◆ **Extrait du texte**:
-=-=-
Adoption de L’IA Act : un frein pour l'innovation européenne ?
Le Parlement européen a adopté le règlement encadrant l’intelligence artificielle et ses usages. Un texte qui implique des contraintes pour les entreprises du secteur, faisant craindre à certains acteurs des freins à l’innovation.
C’est le premier texte au monde à réguler l’intelligence artificielle. Négocié par les États membres en décembre 2023, L’IA Act a été approuvé le mercredi 13 mars par le Parlement européen. Le texte vise à assurer la sécurité contre les risques liés à l’intelligence artificielle ( IA) et au respect des droits fondamentaux. Concrètement, il interdit certaines applications liées à L’IA — par exemple, les systèmes de catégorisation biométrique utilisant des caractéristiques sensibles ; l’extraction non ciblée d’images faciales sur Internet ou par vidéo- surveillance dans le but de créer des bases de données de reconnaissance faciale ; la reconnaissance des émotions sur le lieu de travail et dans les établissements d’enseignement ; la police prédictive basée sur le profilage d’une personne et l’évaluation de ses caractéristiques ; la manipulation du comportement humain ou l’exploitation des vulnérabilités des personnes. En outre, les systèmes D’IA à usage général et leurs modèles devront respecter des règles de transparence, la législation européenne sur les droits d’auteur et la publication de résumés détaillés des contenus utilisés pour leur entraînement. Quant aux systèmes plus puissants, ils devront se soumettre à des exigences supplémentaires — évaluation des modèles, évaluation et atténuation des risques systémiques, signalement des incidents… Les deep fakes devront être signalées comme telles. Entrant en vigueur vingt jours après sa publication, L’IA Act sera progressivement appliqué, sa pleine application prendra, en réalité, deux ans, avec des délais spécifiques pour certaines dispositions.
-=-=-
◆ **Données fournies**:
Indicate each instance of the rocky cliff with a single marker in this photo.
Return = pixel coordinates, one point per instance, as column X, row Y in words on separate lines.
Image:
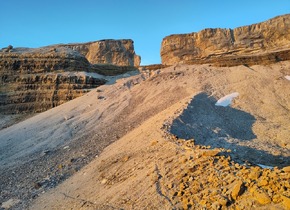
column 109, row 51
column 264, row 42
column 34, row 80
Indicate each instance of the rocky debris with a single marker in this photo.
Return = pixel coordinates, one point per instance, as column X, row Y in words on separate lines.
column 261, row 43
column 10, row 203
column 216, row 182
column 108, row 51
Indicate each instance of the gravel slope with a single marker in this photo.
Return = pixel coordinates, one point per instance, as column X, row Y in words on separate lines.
column 48, row 148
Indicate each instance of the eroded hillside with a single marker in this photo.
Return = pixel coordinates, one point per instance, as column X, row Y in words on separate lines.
column 153, row 158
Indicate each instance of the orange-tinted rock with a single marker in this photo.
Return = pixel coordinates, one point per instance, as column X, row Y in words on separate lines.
column 265, row 42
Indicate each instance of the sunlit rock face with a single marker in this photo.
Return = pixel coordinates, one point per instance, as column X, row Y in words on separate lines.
column 109, row 51
column 261, row 43
column 35, row 80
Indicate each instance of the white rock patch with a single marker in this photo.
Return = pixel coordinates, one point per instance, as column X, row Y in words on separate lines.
column 226, row 100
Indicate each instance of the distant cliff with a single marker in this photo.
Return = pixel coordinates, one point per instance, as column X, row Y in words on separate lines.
column 34, row 80
column 109, row 51
column 260, row 43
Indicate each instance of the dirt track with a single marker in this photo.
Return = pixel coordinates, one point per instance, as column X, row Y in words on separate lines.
column 255, row 128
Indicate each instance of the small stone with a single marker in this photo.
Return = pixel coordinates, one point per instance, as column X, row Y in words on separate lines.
column 286, row 169
column 222, row 201
column 262, row 197
column 125, row 158
column 263, row 182
column 154, row 142
column 238, row 189
column 286, row 202
column 9, row 203
column 104, row 181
-=-=-
◆ **Consigne**:
D'après l'extrait sur l'IA Act, combien de temps après sa publication ce règlement entre-t-il en vigueur ?

◆ **Corrigé**:
Vingt jours après sa publication.